=== Task to carry out ===
Copy out all of the following material, replacing every "yellow pollen disc" with "flower center" and changing nothing else. Leave the pictures out.

════

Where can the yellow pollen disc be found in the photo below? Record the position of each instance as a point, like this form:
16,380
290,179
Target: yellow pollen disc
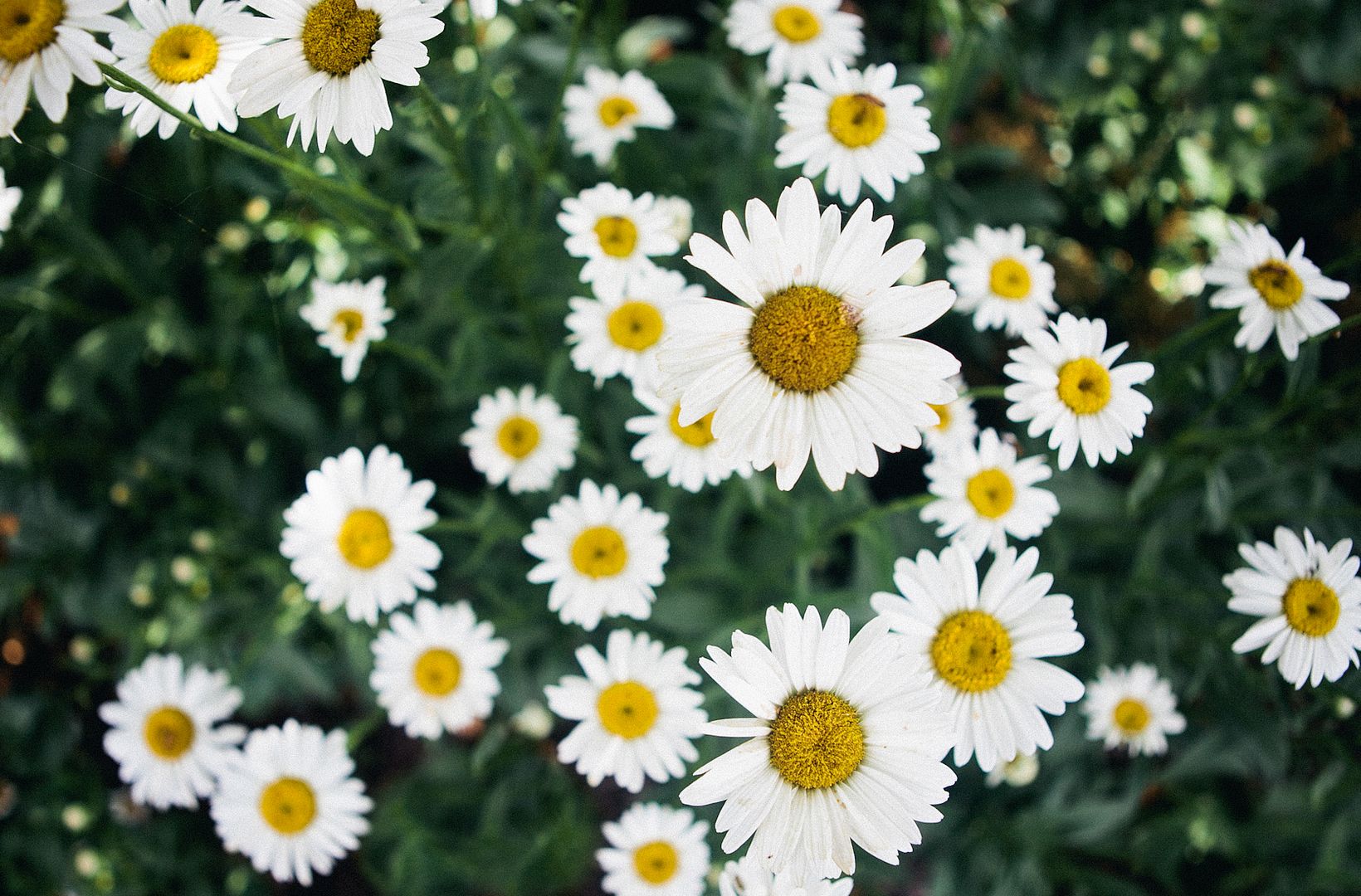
805,338
365,540
627,709
856,120
1311,606
169,732
338,36
972,650
1084,385
1277,283
289,806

════

=== Answer for the task ===
Where can the flower center be found in the photo below? Record the position of each instance as a point, like this form:
16,380
290,179
Target: flower center
805,338
365,540
627,709
856,120
1311,606
169,732
338,36
972,650
1084,385
1277,283
289,806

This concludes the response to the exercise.